-- begin Listed entries --

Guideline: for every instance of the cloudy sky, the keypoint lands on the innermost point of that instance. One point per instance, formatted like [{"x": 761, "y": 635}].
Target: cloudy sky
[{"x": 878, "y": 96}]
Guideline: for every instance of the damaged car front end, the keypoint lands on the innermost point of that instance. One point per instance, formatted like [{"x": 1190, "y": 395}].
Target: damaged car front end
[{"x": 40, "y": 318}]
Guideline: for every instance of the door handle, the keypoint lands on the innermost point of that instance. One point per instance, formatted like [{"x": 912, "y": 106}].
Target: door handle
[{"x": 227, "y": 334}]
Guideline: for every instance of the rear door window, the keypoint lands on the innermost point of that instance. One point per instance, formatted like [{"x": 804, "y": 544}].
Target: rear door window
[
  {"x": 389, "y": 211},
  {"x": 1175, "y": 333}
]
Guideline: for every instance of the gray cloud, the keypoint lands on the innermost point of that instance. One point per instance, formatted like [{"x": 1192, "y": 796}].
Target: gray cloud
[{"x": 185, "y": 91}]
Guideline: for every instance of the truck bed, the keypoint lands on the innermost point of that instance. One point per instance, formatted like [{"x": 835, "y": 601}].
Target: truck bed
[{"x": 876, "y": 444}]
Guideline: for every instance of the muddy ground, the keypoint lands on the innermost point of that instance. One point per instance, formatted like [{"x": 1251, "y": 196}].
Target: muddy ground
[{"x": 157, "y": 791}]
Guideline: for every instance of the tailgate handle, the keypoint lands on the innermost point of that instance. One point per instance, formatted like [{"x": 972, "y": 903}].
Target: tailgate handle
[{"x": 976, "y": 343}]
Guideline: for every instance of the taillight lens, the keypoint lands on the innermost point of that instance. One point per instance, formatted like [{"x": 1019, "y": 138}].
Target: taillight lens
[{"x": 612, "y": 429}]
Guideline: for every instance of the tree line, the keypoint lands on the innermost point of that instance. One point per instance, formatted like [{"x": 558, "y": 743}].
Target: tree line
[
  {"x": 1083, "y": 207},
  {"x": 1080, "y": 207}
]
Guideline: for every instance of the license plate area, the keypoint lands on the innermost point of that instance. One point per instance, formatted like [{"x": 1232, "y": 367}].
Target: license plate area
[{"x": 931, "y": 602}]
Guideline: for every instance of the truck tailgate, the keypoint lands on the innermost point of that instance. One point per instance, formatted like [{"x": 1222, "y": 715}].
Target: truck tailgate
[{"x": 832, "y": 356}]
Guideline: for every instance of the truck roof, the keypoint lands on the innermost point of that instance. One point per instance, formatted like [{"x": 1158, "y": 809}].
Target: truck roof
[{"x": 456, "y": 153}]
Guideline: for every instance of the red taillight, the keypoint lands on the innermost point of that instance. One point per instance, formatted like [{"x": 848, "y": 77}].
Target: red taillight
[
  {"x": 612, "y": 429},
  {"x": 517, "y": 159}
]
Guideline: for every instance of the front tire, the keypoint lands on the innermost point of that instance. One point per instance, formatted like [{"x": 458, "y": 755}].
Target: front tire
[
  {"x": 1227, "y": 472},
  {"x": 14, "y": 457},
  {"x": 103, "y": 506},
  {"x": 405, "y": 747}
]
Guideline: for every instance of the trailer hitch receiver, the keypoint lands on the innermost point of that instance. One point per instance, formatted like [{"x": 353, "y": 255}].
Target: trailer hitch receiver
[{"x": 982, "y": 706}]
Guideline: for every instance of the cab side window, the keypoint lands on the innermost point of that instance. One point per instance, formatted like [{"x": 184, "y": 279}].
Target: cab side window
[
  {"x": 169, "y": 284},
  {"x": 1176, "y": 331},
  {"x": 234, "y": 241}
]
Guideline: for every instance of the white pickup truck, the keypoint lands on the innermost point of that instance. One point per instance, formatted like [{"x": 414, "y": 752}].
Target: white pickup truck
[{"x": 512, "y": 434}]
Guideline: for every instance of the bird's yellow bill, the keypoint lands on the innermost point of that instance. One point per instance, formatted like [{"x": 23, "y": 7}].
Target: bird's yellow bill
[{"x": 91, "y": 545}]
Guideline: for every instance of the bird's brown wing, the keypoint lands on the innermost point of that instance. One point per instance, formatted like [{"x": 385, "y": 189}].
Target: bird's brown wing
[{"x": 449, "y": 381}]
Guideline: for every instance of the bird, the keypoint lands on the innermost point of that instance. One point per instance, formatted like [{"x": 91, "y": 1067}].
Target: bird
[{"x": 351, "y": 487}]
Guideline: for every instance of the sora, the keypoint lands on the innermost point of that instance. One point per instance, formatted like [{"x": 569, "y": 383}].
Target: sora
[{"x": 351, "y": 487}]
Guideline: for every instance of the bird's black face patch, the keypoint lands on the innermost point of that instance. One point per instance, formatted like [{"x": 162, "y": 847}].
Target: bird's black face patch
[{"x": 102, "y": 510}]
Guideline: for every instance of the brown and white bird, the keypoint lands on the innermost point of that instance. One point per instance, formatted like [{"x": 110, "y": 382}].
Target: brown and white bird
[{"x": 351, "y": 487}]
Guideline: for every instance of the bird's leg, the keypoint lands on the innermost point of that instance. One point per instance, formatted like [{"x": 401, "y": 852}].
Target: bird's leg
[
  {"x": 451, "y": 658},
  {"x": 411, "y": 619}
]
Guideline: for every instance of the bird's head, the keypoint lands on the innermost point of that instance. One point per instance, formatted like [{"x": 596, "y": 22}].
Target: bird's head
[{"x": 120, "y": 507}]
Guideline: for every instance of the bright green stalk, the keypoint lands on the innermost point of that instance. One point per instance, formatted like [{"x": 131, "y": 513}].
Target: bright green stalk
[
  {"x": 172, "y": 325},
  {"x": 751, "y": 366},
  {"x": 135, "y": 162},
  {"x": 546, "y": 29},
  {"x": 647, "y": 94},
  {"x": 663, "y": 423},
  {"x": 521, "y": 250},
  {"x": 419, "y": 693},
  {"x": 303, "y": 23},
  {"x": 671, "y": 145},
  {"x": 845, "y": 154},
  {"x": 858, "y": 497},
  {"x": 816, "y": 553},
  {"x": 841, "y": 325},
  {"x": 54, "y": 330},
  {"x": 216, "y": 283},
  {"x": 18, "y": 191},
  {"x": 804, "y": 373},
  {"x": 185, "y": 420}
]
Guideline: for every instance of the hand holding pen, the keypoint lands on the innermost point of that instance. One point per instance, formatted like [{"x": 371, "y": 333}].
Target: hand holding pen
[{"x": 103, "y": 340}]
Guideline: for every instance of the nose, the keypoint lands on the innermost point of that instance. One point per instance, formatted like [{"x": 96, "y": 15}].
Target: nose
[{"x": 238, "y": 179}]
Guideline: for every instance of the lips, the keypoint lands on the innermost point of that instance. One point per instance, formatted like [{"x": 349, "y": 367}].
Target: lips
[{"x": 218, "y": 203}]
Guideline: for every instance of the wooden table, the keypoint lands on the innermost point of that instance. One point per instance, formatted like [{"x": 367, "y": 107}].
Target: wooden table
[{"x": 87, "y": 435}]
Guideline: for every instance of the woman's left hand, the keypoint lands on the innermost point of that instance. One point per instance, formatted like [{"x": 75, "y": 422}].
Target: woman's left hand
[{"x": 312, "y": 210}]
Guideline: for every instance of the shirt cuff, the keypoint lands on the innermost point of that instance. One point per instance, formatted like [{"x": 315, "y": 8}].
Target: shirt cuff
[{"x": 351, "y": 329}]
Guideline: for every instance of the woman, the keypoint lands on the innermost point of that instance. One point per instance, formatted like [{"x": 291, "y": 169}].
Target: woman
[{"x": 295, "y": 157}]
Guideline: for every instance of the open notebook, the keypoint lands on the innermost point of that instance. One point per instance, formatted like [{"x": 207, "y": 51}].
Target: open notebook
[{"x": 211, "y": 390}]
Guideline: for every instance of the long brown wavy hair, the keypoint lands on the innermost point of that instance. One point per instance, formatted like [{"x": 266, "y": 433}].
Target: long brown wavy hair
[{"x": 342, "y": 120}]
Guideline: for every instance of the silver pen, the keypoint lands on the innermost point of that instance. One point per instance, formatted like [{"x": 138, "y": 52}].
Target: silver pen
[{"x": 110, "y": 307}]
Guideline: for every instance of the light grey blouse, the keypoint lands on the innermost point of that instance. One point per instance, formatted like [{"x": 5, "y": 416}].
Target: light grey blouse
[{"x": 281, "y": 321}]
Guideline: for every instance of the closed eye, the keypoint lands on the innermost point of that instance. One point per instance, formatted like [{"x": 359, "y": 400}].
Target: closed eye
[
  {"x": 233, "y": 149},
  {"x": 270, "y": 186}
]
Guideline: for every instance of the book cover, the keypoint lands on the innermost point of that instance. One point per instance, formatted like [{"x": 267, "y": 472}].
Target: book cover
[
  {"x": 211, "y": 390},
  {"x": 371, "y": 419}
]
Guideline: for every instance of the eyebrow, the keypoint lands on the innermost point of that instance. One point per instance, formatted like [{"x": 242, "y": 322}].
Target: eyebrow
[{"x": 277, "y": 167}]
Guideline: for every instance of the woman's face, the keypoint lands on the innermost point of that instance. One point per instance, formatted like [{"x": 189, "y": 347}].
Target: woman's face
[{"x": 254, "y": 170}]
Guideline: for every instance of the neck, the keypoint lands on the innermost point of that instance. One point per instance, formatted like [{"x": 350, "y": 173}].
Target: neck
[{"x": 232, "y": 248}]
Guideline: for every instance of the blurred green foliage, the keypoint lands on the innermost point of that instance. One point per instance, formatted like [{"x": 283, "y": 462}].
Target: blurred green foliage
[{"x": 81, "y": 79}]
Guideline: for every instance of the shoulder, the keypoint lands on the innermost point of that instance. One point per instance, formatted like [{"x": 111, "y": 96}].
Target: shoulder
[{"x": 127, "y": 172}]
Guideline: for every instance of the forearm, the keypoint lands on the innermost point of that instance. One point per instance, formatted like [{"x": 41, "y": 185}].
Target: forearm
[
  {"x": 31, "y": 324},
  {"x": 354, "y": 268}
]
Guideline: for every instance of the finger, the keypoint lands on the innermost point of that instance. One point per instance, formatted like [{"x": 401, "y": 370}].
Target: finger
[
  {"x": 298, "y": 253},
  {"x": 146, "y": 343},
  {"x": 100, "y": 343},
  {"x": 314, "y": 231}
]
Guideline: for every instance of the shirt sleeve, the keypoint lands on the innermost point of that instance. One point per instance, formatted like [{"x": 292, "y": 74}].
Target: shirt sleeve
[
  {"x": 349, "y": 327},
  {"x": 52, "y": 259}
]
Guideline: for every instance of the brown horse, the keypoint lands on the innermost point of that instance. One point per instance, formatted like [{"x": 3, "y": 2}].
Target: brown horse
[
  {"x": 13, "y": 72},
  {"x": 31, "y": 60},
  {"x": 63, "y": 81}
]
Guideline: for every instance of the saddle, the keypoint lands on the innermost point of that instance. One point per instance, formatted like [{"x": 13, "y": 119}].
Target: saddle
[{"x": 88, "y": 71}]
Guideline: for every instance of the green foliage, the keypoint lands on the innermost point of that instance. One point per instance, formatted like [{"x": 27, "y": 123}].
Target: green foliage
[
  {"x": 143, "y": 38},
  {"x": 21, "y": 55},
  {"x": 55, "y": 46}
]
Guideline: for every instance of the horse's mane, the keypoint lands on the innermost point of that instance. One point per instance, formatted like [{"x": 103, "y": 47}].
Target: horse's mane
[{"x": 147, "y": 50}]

-- end Listed entries --

- **Instructions for the task**
Repeat only the lines running from the line that contains "Guideline: for every instance of the brown horse, the" through the last line above, inclusive.

- **Response below**
Guideline: for every instance of the brown horse, the keypoint lands on the innermost point of that instance. One point per instance, formatted like [{"x": 3, "y": 2}].
Target: brown horse
[
  {"x": 13, "y": 72},
  {"x": 31, "y": 60},
  {"x": 63, "y": 81}
]
Guideline: for every instance of the saddle, the keypoint lands on the innermost point of that instance. One point per instance, formatted like [{"x": 13, "y": 119}].
Target: saddle
[{"x": 88, "y": 71}]
Guideline: for every instance of the green foliage, the keypoint lands on the innermost point of that instance. One point per instance, formatted like [{"x": 27, "y": 123}].
Target: green foliage
[
  {"x": 143, "y": 38},
  {"x": 21, "y": 55},
  {"x": 55, "y": 46}
]
Guideline: for every instance of the horse's mane, the keypoint lands on the innermost point of that instance. One point per instance, formatted like [{"x": 103, "y": 47}].
Target: horse's mane
[{"x": 147, "y": 50}]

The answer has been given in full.